- _Records for this task_:
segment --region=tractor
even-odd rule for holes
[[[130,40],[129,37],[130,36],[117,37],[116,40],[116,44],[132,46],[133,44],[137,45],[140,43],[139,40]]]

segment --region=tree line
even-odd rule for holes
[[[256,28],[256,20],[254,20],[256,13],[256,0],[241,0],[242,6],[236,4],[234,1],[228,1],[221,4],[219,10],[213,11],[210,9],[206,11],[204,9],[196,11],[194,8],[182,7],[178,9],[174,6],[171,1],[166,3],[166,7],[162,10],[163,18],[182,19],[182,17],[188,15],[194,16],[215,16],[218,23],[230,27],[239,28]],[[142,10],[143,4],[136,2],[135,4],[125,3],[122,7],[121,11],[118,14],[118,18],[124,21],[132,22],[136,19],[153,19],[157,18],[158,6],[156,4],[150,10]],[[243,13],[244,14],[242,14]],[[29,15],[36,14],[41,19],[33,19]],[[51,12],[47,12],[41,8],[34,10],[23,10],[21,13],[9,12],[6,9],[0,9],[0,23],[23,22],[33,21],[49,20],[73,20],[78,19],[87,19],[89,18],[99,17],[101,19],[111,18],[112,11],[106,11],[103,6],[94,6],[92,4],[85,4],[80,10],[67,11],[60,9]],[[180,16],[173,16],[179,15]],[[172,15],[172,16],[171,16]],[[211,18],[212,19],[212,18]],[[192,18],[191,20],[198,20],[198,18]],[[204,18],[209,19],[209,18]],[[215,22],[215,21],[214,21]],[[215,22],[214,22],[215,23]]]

- _Written exercise_: Please start at the line containing "segment --region=tree line" and copy the items through the last one, swapping "even-odd rule" for "nonzero rule" and leaving everything else unchanged.

- _Complete answer_:
segment --region=tree line
nonzero rule for holes
[[[256,28],[256,20],[254,20],[256,13],[256,0],[241,0],[242,6],[236,4],[234,1],[228,1],[221,4],[219,10],[213,11],[210,9],[206,11],[204,9],[196,11],[194,8],[182,7],[178,9],[174,6],[171,1],[166,3],[166,7],[162,10],[163,18],[182,19],[182,17],[188,15],[194,16],[215,16],[218,23],[230,27],[239,28]],[[142,10],[143,4],[136,2],[135,4],[125,3],[122,7],[121,11],[118,14],[118,18],[124,21],[132,22],[136,19],[153,19],[157,18],[158,6],[156,4],[150,10]],[[243,13],[244,14],[242,14]],[[29,15],[36,14],[41,19],[33,19]],[[51,12],[47,12],[41,8],[34,10],[23,10],[21,13],[9,12],[6,9],[0,9],[0,23],[23,22],[33,21],[49,20],[73,20],[78,19],[87,19],[89,18],[99,17],[101,19],[111,18],[112,11],[106,11],[103,6],[94,6],[92,4],[85,4],[80,10],[67,11],[60,9]],[[180,16],[173,16],[179,15]],[[172,15],[172,16],[171,16]],[[211,18],[212,19],[212,18]],[[192,18],[191,20],[198,20],[198,18]],[[204,18],[209,19],[209,18]],[[215,22],[215,21],[214,21]],[[215,22],[214,22],[215,23]]]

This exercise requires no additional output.